Instructions to follow: Reproduce the entries exactly.

Point localization data:
BEGIN

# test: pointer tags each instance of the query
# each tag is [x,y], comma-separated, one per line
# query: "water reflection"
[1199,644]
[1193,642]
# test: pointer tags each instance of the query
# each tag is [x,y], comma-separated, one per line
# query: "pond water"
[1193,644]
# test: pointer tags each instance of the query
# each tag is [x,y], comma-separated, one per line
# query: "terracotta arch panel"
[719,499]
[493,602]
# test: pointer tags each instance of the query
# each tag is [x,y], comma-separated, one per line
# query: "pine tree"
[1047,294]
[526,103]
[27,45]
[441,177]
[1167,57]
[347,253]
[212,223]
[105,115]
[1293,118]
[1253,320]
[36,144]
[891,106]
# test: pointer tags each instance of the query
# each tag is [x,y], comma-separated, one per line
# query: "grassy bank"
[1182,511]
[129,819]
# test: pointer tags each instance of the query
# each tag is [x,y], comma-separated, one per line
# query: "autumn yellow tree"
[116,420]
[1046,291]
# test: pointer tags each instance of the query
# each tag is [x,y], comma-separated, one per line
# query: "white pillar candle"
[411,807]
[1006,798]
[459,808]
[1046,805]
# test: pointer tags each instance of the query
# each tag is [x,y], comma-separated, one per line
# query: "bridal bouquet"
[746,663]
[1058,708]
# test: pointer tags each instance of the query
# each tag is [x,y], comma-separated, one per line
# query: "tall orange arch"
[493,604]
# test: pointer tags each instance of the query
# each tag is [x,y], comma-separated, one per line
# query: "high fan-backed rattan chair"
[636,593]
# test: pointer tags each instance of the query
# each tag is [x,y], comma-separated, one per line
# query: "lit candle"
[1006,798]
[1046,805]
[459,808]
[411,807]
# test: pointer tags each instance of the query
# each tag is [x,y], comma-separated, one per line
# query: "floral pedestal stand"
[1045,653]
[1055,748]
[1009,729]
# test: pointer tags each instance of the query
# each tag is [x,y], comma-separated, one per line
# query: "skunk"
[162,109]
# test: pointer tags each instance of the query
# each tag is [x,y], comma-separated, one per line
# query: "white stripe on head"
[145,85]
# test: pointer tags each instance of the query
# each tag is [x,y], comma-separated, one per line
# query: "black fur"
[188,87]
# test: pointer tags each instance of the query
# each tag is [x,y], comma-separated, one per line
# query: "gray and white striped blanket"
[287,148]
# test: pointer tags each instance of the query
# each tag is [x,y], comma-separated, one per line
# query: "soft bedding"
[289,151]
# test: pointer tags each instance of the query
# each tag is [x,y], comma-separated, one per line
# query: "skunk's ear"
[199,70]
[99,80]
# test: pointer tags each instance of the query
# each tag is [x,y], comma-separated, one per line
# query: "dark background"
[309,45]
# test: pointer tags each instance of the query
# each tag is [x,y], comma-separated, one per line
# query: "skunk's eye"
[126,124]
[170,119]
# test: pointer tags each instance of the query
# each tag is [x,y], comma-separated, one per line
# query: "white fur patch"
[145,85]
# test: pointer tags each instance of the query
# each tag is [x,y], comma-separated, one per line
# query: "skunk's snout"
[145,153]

END

Answer to this problem:
# test: pointer tags each instance of the query
# each tag is [x,y], comma-separated, one per line
# query: "water reflection"
[1199,644]
[1193,642]
# test: pointer tags each instance of the query
# each tag is [x,y], comma-separated, one per line
# query: "pond water"
[1193,644]
# test: pointer tags each instance of the query
# each tag is [x,y], comma-separated, one per line
# query: "terracotta arch panel"
[719,499]
[493,602]
# test: pointer tags each instance of the query
# each tag is [x,y], comma-separated, one per line
# query: "pine tree"
[1047,294]
[526,103]
[27,45]
[441,177]
[1167,57]
[347,253]
[212,223]
[105,115]
[1293,118]
[1253,320]
[36,144]
[891,106]
# test: pointer tags each instance of the query
# each tag is [x,y], comma-separated, one per line
# query: "grassy bank"
[1182,511]
[129,819]
# test: pointer tags each instance of the query
# each tag is [x,y], comma-separated, one per line
# query: "autumn yellow tree"
[116,420]
[1046,291]
# test: pointer tags each instance of the query
# each tag is [x,y], comma-separated, one per line
# query: "white pillar candle"
[411,807]
[1006,798]
[459,808]
[1046,805]
# test: pointer tags each instance of the query
# each tag is [x,y], comma-separated, one per line
# query: "bridal bouquet"
[746,663]
[1058,708]
# test: pointer tags each instance of the query
# each tag is [x,y], comma-separated, one per line
# query: "tall orange arch"
[493,604]
# test: pointer tags each instance of the query
# each tag is [x,y], comma-separated, one per line
# query: "high fan-backed rattan chair"
[636,593]
# test: pointer tags each instance of the query
# each tag is [x,y], comma-separated, one per line
# query: "lit candle"
[1006,798]
[1046,805]
[459,808]
[411,807]
# test: pointer tags each instance of the query
# each tag is [x,y], comma-separated, one per line
# query: "floral pedestal stand"
[1045,653]
[1055,748]
[1009,729]
# test: pointer tags each instance of the query
# each tag is [x,y], comma-separated, one per line
# query: "skunk"
[162,109]
# test: pointer tags each instance of the query
# each tag is [x,y], comma-separated, one per line
# query: "white stripe on head"
[145,85]
# test: pointer tags each instance of the query
# each tag is [x,y], comma-separated, one per line
# query: "black fur"
[188,87]
# test: pointer tags each instance of the query
# each tag is [x,y], comma-separated, one per line
# query: "gray and white striped blanket"
[287,148]
# test: pointer tags each instance of the query
# each tag is [x,y], comma-separated, one per line
# query: "soft bedding"
[289,151]
# test: pointer tags each instance of the query
# each tag is [x,y], comma-separated, one per line
# query: "skunk's ear"
[199,70]
[99,80]
# test: pointer tags each instance of the query
# each tag is [x,y], comma-separated, one per line
# query: "dark background"
[309,45]
# test: pointer tags each instance of the query
# each tag is [x,y], comma-separated, one per line
# query: "skunk's eye"
[126,124]
[170,119]
# test: pointer tags each instance of the query
# each tag is [x,y], comma-separated, one per line
# query: "white fur patch"
[145,85]
# test: pointer tags each instance of the query
# each tag is [x,y], comma-separated, one per line
# query: "skunk's snout"
[145,153]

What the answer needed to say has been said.